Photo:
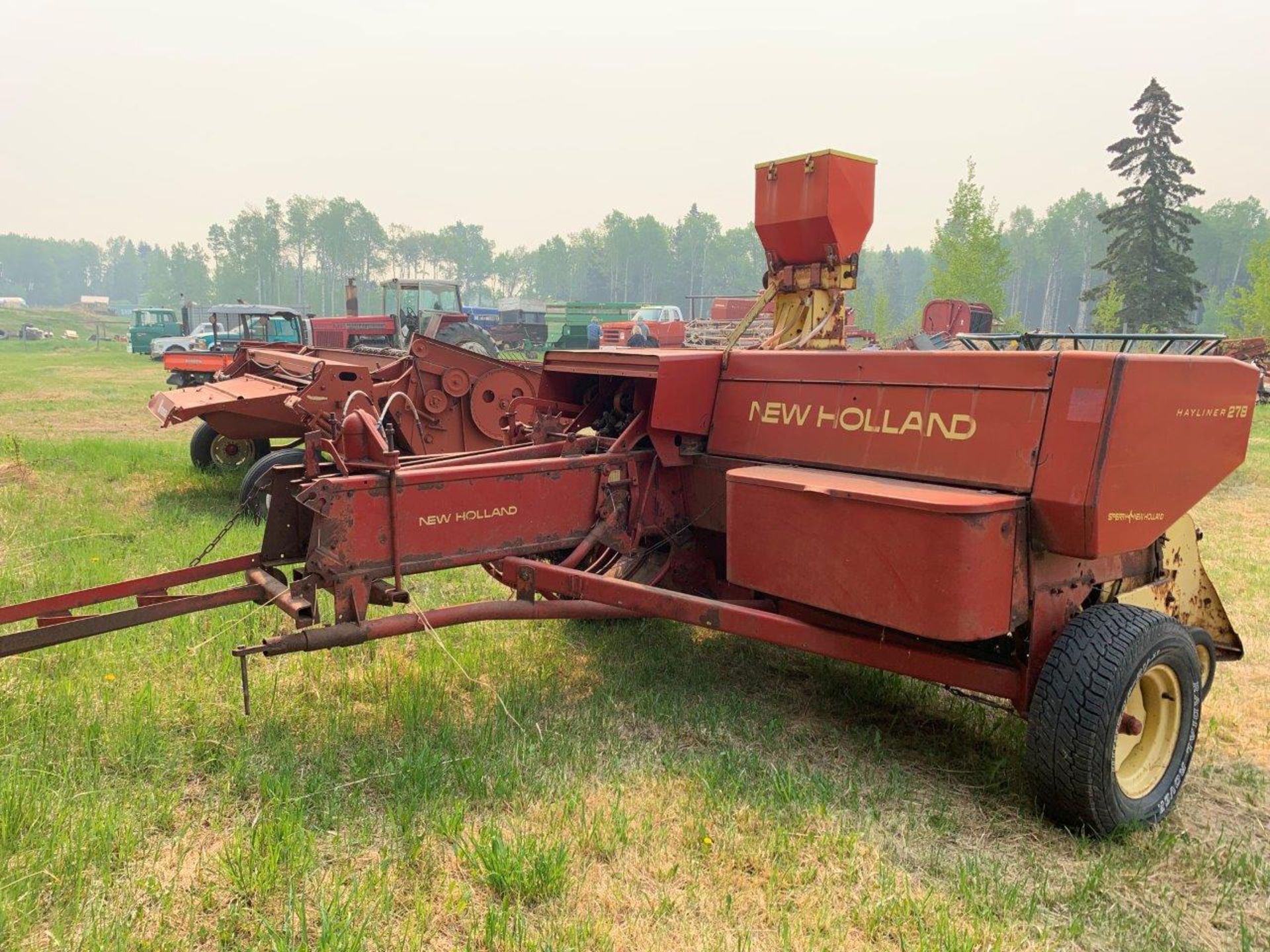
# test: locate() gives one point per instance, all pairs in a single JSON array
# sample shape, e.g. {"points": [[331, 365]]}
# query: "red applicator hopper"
{"points": [[814, 207]]}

___

--- Work instruction ---
Your answer must contain the full data, repeated exactly, without pictures.

--- Solution to the exercise ---
Photo:
# test: locate() gives one point per instance, all pairs in a single JSON array
# sample shape, e.g. {"points": [[331, 365]]}
# query: "red applicator hopper"
{"points": [[814, 207]]}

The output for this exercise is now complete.